Continue the article on Houthi attacks disrupting Red Sea shipping, picking up right after its final sentence.

*Document excerpt*:
+--

Attacks by Yemeni Houthi rebels on merchant ships heading for the Suez Canal via the Red Sea are causing one of the biggest disruptions to world trade since the Covid-19 pandemic.
At least 18 shipping lines, including Danish giant Maersk, have already rerouted their vessels around South Africa to avoid passing through the strategic Gulf of Aden, an alternative that makes journeys between Asia and Europe significantly longer and more expensive.
The impact on freight rates has been astronomical: they have almost tripled since the attacks, which the rebel militia claims are aimed at punishing Israel for the war in Gaza, intensified in mid-December. The escalating cost of transport threatens the world economy with a further inflationary setback, although experts are confident that the effect will be limited.

+--

*Point localization data*:
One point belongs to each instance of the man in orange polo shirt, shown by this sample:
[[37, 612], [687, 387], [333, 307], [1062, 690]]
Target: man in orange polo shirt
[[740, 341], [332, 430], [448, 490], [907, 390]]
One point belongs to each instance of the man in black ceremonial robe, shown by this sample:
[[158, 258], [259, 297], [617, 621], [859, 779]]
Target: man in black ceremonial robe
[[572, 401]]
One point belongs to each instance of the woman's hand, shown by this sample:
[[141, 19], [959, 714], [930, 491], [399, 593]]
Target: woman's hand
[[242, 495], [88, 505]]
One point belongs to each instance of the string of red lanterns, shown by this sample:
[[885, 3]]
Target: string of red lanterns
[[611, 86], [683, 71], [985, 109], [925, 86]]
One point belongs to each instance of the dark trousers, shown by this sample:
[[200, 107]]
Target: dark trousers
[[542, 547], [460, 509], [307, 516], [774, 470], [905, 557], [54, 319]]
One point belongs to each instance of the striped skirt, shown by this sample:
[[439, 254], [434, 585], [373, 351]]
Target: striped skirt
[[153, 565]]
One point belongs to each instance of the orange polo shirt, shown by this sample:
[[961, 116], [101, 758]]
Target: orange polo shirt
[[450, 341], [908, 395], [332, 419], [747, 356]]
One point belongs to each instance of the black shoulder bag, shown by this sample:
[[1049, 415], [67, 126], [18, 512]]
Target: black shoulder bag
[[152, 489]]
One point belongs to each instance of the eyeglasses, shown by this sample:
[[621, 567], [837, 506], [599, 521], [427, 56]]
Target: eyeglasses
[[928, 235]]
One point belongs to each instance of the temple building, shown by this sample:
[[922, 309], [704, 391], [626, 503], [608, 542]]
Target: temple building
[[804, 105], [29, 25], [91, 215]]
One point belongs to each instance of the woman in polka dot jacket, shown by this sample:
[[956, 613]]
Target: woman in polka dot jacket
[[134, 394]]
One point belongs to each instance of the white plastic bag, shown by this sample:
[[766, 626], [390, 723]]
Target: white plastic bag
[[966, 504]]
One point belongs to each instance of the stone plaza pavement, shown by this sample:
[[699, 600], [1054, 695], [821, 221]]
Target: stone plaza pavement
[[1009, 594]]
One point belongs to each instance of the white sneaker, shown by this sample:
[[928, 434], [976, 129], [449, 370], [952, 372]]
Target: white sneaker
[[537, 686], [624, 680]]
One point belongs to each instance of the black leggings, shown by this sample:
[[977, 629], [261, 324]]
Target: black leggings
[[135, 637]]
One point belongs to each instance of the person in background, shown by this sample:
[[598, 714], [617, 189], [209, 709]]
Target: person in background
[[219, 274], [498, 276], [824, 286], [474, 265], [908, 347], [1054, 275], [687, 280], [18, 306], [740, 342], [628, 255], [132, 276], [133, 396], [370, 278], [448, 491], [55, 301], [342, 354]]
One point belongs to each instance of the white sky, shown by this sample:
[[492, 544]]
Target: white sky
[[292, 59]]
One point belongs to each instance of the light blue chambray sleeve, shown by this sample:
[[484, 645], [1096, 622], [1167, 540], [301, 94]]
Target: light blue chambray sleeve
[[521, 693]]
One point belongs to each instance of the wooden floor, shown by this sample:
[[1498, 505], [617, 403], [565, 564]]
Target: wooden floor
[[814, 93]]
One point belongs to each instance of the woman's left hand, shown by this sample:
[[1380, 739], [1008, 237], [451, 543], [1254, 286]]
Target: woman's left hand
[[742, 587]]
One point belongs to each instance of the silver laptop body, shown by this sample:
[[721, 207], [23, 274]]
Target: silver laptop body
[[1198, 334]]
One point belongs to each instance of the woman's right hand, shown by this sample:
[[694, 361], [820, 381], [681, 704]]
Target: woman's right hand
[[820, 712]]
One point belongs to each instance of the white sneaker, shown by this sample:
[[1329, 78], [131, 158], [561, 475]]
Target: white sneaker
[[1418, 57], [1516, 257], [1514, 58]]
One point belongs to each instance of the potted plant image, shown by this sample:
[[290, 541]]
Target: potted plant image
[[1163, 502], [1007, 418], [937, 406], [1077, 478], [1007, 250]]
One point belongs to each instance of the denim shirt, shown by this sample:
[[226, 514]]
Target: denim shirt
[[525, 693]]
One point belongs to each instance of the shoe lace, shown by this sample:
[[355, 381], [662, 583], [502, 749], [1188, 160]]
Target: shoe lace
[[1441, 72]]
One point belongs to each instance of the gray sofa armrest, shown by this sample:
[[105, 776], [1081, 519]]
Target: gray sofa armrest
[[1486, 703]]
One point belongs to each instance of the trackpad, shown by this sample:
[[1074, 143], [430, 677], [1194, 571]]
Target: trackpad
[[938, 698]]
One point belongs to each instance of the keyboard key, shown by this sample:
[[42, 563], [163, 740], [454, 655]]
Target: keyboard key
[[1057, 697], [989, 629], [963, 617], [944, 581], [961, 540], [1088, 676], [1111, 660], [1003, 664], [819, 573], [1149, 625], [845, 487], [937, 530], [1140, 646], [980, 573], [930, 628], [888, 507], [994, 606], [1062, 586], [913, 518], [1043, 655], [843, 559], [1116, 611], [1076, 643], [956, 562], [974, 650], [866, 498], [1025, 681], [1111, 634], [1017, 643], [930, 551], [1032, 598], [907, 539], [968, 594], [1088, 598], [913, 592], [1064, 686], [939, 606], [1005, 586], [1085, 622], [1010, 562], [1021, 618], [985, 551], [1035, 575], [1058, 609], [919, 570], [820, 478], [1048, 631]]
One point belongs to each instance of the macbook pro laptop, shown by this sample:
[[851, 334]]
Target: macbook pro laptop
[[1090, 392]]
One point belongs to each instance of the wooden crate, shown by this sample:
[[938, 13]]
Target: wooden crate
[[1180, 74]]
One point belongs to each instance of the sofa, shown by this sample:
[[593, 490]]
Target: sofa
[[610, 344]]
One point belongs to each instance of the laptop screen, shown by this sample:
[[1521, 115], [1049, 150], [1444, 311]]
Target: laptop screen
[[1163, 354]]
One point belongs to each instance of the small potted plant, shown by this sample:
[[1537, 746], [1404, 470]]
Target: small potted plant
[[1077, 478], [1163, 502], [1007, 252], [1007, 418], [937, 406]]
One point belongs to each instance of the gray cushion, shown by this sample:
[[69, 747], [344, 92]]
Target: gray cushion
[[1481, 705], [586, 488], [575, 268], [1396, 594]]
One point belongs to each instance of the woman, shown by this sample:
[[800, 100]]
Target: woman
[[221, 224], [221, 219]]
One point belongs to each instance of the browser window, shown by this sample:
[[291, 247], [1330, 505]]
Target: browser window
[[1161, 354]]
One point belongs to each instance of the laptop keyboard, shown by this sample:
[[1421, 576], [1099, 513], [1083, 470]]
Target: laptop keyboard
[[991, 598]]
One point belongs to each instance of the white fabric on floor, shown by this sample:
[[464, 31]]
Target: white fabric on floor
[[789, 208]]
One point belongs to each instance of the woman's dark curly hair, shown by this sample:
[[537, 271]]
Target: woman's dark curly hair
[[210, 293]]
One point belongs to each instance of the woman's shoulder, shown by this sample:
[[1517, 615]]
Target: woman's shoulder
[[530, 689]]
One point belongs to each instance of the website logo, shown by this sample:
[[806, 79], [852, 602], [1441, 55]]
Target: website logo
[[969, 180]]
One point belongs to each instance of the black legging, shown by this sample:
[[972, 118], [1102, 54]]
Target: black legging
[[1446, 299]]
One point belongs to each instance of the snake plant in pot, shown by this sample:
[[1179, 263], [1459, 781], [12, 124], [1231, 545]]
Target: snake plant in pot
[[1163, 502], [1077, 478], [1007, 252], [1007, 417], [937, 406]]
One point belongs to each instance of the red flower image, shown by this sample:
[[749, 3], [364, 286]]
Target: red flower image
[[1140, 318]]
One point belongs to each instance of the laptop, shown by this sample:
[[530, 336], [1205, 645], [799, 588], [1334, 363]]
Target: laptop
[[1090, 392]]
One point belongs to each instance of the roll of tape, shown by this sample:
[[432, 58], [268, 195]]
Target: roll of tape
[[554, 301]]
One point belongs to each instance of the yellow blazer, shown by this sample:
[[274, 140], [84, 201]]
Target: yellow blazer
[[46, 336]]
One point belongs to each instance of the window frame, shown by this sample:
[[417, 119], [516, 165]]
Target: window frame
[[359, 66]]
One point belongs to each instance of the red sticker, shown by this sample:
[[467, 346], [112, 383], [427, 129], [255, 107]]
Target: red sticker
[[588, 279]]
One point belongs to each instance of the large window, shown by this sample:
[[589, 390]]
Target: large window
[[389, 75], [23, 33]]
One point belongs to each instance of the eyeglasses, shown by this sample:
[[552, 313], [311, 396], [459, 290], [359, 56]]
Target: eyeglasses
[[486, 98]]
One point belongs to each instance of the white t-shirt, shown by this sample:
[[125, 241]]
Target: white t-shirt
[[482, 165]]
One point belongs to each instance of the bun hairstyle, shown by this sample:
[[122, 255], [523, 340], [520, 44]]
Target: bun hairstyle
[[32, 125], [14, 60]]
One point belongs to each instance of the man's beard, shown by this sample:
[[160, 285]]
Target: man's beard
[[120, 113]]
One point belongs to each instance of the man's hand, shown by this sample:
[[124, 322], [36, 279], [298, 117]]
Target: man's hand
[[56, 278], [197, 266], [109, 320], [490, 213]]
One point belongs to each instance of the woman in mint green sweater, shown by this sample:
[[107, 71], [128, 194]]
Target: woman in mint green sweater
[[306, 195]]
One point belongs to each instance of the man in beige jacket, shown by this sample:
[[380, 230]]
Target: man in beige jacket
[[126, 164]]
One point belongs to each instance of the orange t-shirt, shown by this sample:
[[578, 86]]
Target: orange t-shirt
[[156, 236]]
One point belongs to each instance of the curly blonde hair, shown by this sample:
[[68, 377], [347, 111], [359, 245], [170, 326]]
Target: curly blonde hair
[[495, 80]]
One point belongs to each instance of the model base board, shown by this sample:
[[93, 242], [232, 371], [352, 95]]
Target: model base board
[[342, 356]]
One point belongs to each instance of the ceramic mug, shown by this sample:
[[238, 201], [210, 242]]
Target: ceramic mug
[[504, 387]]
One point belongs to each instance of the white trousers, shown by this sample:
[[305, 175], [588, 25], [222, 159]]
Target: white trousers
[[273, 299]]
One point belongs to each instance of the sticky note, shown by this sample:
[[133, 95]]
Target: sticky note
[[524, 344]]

+--

*Final answer*:
The increase in the cost of transport comes at a delicate time for the global economic situation, marked by uncertainty and the hangover from an inflationary escalation (and its effects) that was beginning to subside.
Freight booking platform Freightos.com calculates that carrying goods in a 40-foot container (12 meters long, 2.3 meters wide and 2.4 meters high) from Asia to northern Europe now costs $4,000, a 173% increase from mid-December, Bloomberg reports. For cargoes from Asia to the Mediterranean, the price rises to $5,175, and some companies are charging as much as $6,000 on routes due to depart in mid-January. From Asia to the U.S., rates are up less, by 55%, to $3,900.